--- Teks Bacaan ---

Wednesday, October 14, 2009

Daya Saing Industri

Daya Saing Industri

Daya saing telah dan akan terus menjadi topik diskusi yang menarik di kalangan ekonom, pelaku bisnis, dan politisi. Boleh dikata “peningkatan daya saing” telah menjadi kata kunci yang sering didendangkan dalam setiap seminar, temu usaha, maupun pidato para pejabat. Ia menjadi obsesi semua orang. Ironisnya, konsepsi mengenai daya saing sering kali kabur dan disalahartikan. Banyak yang mengartikan bahwa daya saing negara sama dengan daya saing produk maupun daya saing perusahaan. Daya saing negara Indonesia makin merosot dari tahun ke tahun dan berada dalam peringkat papan bawah dari sampel negara yang diteliti setiap tahun. Begitu dilaporkan oleh World Competitiveness Report dan Global Competitiveness Report dalam laporan tahunannya selama 7 tahun terakhir (IMD, 2007; World Economic Forum, 2006). Padahal suatu perusahaan yang menghasilkan produk yang memiliki daya saing belum tentu memiliki daya saing untuk semua produk yang dihasilkannya. Demikian juga bila sejumlah perusahaan di suatu negara memiliki daya saing yang tinggi, belum tentu seluruh perusahaan di negara tersebut memiliki daya saing yang tinggi.

 Oleh karena itu, beberapa ekonom menentang konsep yang mengatakan bahwa negara bersaing di pasar global persis sama dengan yang dilakukan oleh perusahaan. Paul Krugman berada pada jajaran paling depan di antara para ekonom yang berpendapat bahwa daya saing suatu negara tidak identik dengan daya saing perusahaan/produk. Ia pernah memperingatkan, jargon 'peningkatan daya saing' merupakan obsesi yang berbahaya (Krugman, 1994). Ada setidaknya dua alasan: Pertama, dalam realitas, yang bersaing bukan negara, tetapi perusahaan dan industri. Kebanyakan orang menganalogkan daya saing negara identik dengan daya saing perusahaan. Bila negara Indonesia memiliki daya saing, belum tentu seluruh perusahaan dan industri Indonesia memiliki daya saing di pasar domestik maupun internasional. Kedua, mendefinisikan daya saing negara lebih problematik daripada daya saing perusahaan. Bila suatu perusahaan tidak dapat membayar gaji karyawannya, membayar pasokan bahan baku dari para pemasok, dan membagi deviden, maka perusahaan itu akan bangkrut dan terpaksa keluar dari bisnis yang
digelutinya.

---

§ Soal dan Tugas
1 > Dalam teks tentang daya saing industri, siapa ekonom yang memperingatkan bahwa jargon "peningkatan daya saing" merupakan obsesi yang berbahaya?
2 > Teruskan teks tentang daya saing industri mulai setelah kalimat terakhirnya.
Data ini tidak berkaitan dengan teks tentang daya saing industri.

--- Entri Data ---

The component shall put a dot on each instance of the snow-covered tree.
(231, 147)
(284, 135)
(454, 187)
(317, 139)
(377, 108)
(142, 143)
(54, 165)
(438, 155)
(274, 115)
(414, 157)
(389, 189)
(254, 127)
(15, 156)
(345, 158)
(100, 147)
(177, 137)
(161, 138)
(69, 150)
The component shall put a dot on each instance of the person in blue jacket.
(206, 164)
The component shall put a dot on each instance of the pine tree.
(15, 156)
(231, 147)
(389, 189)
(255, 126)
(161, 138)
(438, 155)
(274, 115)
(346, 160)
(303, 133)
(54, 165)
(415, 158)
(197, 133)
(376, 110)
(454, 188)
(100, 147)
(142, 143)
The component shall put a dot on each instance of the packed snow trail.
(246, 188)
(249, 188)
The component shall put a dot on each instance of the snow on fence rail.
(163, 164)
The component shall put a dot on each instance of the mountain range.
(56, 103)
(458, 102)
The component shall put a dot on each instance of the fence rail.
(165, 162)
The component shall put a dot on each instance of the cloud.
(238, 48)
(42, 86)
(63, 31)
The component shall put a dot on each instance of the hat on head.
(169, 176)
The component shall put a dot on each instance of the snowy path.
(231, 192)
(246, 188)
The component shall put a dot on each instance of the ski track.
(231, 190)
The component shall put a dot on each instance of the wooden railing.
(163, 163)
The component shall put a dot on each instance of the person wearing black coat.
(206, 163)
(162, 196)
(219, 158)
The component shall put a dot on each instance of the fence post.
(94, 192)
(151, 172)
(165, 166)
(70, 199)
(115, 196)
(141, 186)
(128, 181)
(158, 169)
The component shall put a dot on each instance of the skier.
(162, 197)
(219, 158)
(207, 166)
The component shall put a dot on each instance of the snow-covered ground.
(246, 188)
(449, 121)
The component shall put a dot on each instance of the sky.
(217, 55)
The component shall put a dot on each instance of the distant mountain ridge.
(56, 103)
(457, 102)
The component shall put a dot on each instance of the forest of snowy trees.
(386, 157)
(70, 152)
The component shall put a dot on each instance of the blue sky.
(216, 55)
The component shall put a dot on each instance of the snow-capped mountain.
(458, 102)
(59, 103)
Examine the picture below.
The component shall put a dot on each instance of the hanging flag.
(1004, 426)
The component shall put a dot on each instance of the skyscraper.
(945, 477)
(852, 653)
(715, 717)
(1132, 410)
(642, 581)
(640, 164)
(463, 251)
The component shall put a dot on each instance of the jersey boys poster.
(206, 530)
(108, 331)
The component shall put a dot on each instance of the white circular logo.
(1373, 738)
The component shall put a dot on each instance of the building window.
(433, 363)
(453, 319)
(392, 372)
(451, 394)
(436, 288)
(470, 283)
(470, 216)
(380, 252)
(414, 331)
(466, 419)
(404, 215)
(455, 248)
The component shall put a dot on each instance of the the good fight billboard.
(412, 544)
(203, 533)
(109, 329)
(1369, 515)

---
--- Entri Data ---

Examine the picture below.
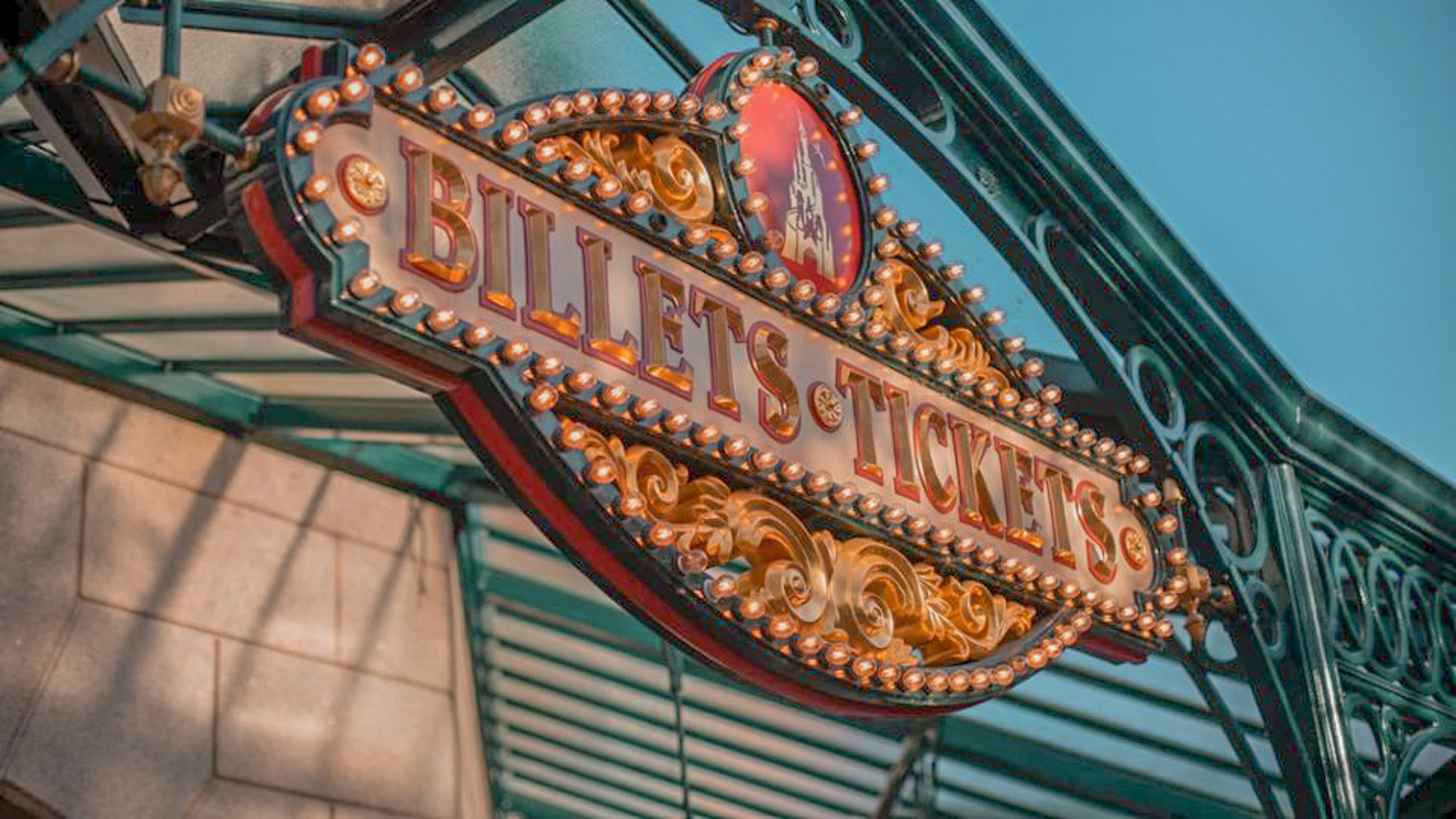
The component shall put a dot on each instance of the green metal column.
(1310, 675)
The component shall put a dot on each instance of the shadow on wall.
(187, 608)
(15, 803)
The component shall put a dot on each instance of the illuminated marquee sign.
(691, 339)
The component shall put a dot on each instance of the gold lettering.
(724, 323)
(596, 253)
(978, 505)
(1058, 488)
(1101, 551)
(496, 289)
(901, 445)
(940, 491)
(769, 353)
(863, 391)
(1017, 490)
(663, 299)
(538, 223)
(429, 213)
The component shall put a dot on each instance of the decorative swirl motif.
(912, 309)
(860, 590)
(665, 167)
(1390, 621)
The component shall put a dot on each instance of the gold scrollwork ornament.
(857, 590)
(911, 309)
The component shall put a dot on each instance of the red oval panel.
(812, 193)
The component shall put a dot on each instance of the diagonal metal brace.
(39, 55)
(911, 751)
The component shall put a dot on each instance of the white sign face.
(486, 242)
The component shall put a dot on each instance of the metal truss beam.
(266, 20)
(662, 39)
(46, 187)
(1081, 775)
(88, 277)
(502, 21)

---
--- Entri Data ---

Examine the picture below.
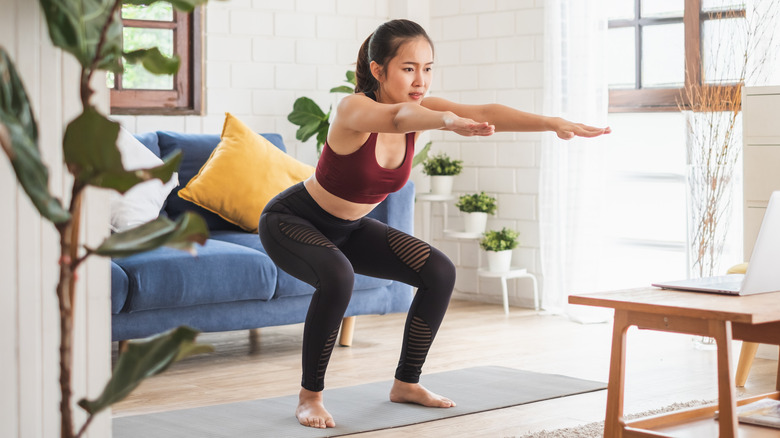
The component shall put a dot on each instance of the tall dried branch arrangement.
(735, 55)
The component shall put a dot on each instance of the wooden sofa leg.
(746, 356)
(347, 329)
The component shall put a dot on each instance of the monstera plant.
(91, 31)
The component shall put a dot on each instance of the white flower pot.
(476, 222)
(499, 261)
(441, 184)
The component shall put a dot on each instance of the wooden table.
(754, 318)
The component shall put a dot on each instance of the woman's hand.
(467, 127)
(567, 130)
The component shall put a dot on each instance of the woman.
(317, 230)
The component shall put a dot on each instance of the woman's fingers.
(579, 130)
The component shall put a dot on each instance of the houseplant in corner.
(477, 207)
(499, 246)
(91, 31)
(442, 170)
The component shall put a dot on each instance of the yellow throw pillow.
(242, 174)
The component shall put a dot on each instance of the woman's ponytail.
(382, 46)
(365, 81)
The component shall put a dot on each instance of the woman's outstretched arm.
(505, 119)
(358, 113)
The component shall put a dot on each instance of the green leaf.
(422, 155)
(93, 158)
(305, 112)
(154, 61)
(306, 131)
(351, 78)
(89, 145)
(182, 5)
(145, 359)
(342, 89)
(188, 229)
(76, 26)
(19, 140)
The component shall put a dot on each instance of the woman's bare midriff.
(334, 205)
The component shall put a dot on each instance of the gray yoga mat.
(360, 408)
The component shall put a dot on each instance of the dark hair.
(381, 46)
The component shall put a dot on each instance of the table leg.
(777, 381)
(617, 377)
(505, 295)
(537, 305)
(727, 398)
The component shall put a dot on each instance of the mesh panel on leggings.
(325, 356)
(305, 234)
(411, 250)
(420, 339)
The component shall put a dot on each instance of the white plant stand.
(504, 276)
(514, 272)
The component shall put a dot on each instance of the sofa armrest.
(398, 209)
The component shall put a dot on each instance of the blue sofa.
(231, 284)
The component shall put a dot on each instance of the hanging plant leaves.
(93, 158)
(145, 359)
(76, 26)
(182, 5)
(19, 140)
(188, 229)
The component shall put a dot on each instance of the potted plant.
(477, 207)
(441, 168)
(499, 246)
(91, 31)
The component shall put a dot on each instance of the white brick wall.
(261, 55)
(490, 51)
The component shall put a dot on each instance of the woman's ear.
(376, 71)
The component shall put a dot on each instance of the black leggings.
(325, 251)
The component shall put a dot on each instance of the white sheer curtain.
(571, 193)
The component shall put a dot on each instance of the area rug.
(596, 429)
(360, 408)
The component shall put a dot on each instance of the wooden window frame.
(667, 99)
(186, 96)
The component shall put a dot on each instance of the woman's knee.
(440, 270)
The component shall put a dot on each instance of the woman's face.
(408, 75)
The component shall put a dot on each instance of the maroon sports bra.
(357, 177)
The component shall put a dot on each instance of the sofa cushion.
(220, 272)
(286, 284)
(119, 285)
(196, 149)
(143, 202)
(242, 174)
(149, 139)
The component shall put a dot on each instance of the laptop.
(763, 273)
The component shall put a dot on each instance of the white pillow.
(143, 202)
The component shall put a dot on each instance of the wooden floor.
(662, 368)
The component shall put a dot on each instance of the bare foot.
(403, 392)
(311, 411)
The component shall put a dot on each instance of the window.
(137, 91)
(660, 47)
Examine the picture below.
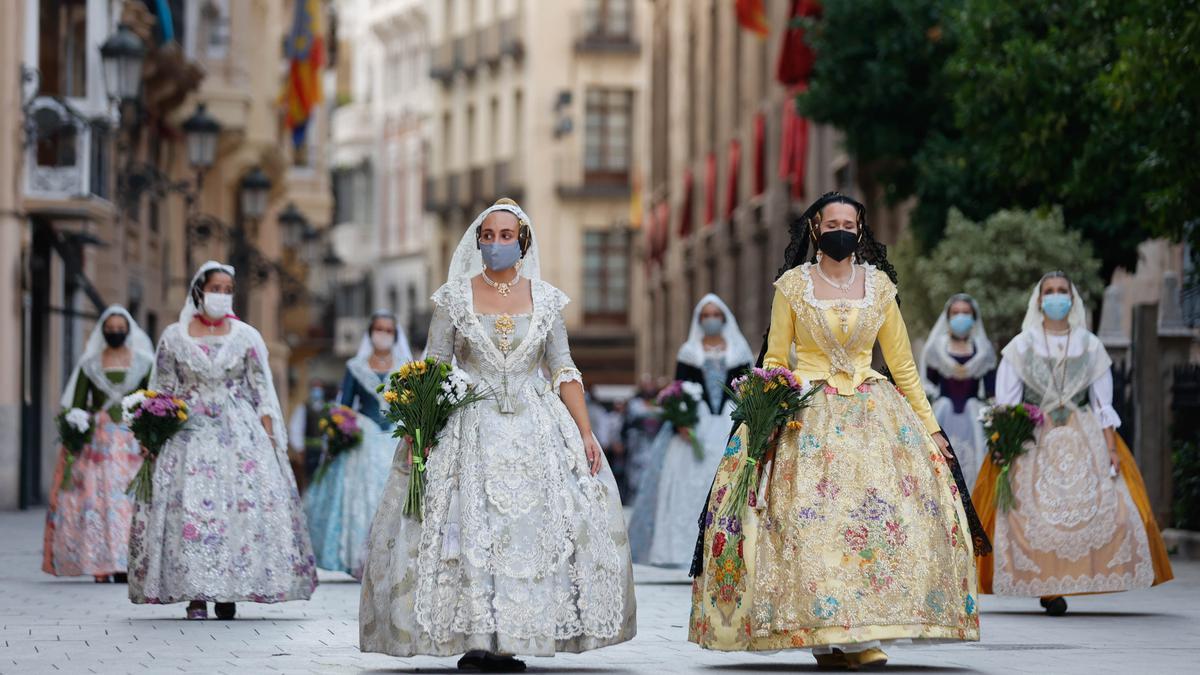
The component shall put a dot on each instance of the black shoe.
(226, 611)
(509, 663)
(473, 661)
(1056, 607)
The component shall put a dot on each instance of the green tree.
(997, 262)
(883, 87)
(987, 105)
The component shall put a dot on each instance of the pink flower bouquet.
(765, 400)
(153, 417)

---

§ Jawaban yang Diharapkan
1 > Paul Krugman.

2 >
Perusahaan memang bisa bangkrut, namun negara tidak memiliki bottom line alias tidak akan pernah “keluar dari arena persaingan”. Suka atau tidak suka dengan kinerjanya, negara tidak bisa begitu saja keluar dari bisnis. Tidak seperti perusahaan, persaingan antar negara bukan merupakan zero-sum game. Negara bersaing di pasar internasional tidak hanya sebagai pesaing, yang hanya untung di atas pengorbanan negara lain. Sebaliknya, ada interdependensi antar negara: sebagai pasar ekspor atau sebagai pemasok barang-barang impor. Krugman, oleh karena itu, menyimpulkan bahwa negara-negara utama di dunia tidak dalam tingkat persaingan yang signifikan satu sama lain. Dengan kata lain, dalam konteks bisnis, persaingan antar produk atau perusahaanlah yang lebih menonjol. Dalam perdagangan internasional, keunggulan komparatif suatu produk dapat dilihat dari nilai RCA (Revealed Comparative Advantage). Konsep RCA pertama kali diperkenalkan oleh Bela Balassa pada tahun 1965. Sejak itu banyak laporan penelitian dan studi empiris menggunakan RCA sebagai indikator keunggulan komparatif suatu produk dan dipergunakan sebagai acuan spesialisasi perdagangan internasional. Konsep RCA yang dipelopori oleh Balassa memang ditujukan untuk mengukur keunggulan relatif suatu produk (Balassa, 1965).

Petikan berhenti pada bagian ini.